● WORK TO BE COMPLETED: Retype the records that follow, every line exactly as written.

● AVAILABLE RECORDS:

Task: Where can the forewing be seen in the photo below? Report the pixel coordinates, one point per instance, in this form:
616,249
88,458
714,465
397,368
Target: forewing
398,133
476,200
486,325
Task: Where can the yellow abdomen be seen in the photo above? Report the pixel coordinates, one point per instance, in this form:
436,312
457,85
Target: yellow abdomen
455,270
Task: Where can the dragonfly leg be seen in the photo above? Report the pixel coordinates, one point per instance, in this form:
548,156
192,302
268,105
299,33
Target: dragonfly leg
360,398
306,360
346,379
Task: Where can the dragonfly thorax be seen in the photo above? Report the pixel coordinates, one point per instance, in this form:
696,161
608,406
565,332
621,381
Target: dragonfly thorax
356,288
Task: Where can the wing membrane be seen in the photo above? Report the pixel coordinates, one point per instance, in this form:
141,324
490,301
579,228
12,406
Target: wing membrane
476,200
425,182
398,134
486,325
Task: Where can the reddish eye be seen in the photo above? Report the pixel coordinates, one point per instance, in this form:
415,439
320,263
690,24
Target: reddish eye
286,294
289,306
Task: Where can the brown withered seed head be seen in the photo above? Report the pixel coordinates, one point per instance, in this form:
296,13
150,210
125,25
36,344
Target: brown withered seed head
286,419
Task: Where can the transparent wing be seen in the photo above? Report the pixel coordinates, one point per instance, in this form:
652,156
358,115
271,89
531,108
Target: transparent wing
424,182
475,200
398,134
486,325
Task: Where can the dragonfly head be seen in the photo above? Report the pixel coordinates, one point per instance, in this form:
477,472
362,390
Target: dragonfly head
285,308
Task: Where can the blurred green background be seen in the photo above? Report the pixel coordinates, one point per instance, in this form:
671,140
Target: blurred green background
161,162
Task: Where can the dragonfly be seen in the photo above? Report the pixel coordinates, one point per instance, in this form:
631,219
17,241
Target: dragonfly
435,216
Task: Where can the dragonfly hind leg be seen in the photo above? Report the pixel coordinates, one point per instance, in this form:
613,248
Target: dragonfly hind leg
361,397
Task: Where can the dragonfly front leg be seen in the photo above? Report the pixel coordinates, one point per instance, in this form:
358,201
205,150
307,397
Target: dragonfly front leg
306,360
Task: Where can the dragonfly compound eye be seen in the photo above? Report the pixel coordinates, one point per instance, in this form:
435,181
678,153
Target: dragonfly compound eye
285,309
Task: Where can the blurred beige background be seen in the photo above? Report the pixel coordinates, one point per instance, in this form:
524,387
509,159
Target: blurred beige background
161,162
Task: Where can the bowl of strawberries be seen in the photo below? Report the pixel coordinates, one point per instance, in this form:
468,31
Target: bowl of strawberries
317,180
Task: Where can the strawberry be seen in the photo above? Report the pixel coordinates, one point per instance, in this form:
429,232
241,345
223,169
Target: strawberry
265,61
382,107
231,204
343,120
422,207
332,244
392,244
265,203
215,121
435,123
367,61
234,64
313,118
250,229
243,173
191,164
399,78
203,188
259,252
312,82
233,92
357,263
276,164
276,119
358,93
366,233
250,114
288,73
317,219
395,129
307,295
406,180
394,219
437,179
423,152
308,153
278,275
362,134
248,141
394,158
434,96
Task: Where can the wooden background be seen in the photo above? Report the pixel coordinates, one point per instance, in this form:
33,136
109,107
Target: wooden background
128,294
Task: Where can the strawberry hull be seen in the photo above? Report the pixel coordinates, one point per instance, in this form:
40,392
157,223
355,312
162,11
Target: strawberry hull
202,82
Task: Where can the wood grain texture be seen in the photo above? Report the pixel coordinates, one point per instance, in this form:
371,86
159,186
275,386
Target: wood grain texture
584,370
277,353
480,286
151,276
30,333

● OUTPUT FOR THIS TASK:
Task: Where can the forewing be seen in the photo below? Report the pixel coordinates, one point per instance, in this form:
616,249
88,458
714,465
397,368
Target: forewing
398,133
476,200
486,325
Task: Where can the yellow abdomen be seen in the photo above? Report the pixel coordinates, one point per instance, in this form:
436,312
457,85
Target: yellow abdomen
455,270
Task: Where can the dragonfly leg be seen in the photo above? Report the pixel coordinates, one point per instance, in this form:
548,156
192,302
268,105
299,33
Target: dragonfly leg
360,398
306,360
346,379
Task: Where can the dragonfly thorax be seen in the photo above? Report the pixel coordinates, one point per instance, in this form:
696,161
608,406
565,332
621,381
Target: dragonfly thorax
356,288
Task: Where can the wing membrane be seen in the photo above? Report the pixel coordinates, one point per instance, in this form:
141,324
490,301
579,228
12,406
Target: wing membrane
476,200
425,182
398,134
486,325
Task: Where can the reddish eye be seen in the photo above? Report the pixel coordinates, one point per instance, in this form:
415,439
320,263
690,24
Target: reddish eye
286,294
289,306
Task: Where can the brown withered seed head be seen in the photo above? Report the pixel coordinates, one point per instance, in this form:
296,13
150,210
125,25
36,344
Target: brown withered seed head
286,419
Task: Where can the transparent wing be seen in the photo above? Report the pixel coordinates, one point per instance, in this form:
652,156
358,115
271,89
531,108
Target: transparent wing
424,182
475,200
398,134
486,325
Task: Where can the dragonfly head be seen in the photo above? Report the pixel coordinates, one point per instance, in this form:
477,472
362,390
Target: dragonfly head
285,308
Task: Where can the blurred green background be seen in the photo above? Report the pixel coordinates, one point per instance, in this form:
671,140
Target: blurred green background
161,162
Task: Where can the dragonfly be seen in the photo above? Report the pixel coordinates, one point per instance, in this form:
631,219
17,241
Target: dragonfly
435,216
Task: Where can the dragonfly hind leg be seen in the photo above? Report the pixel coordinates, one point per instance, in this form:
613,248
Target: dragonfly hind leg
361,397
Task: Where can the dragonfly front leg be seen in the photo above? Report the pixel coordinates, one point per instance, in this form:
358,201
205,150
307,397
Target: dragonfly front leg
306,360
Task: Where can the dragonfly compound eye be seen in the photo above? Report the pixel coordinates, one point per instance, in this form:
435,181
678,153
Target: dragonfly compound eye
285,309
Task: Where can the blurred beige background be seen in the photo above? Report the pixel coordinates, one point per instance, in this form:
524,387
509,159
Target: blurred beige background
161,162
Task: Where can the bowl of strawberries be seen in the photo below? Report the pixel coordinates, one point per instance, in this form:
468,31
Target: bowl of strawberries
317,180
Task: Where can the strawberry be seen in the photo above? Report the pixel coordinates, one point per instance, in this form:
429,232
241,345
223,169
Target: strawberry
265,61
382,107
231,204
343,120
422,207
332,244
392,244
265,203
215,121
435,123
367,61
234,64
313,118
250,229
243,173
191,164
399,78
203,188
259,252
312,82
233,92
357,263
276,164
276,119
358,93
366,233
250,114
288,73
317,219
395,129
307,295
406,180
394,219
437,179
423,152
308,153
278,275
362,134
248,141
394,158
434,96
Task: Where can the wooden background be seen in the photo above? Report the pixel coordinates, one point per instance, in this form:
33,136
109,107
Target: wooden background
128,294
Task: Where can the strawberry hull be seen in the photo above? Report the pixel coordinates, one point per instance, in this form:
40,392
157,223
355,312
162,11
Target: strawberry hull
202,82
Task: Where can the wood grain texture be seen in the photo above? Report the pixel coordinates, one point per instance, in this form:
371,86
159,186
275,386
Target: wood grain texture
584,370
277,353
480,286
151,276
30,333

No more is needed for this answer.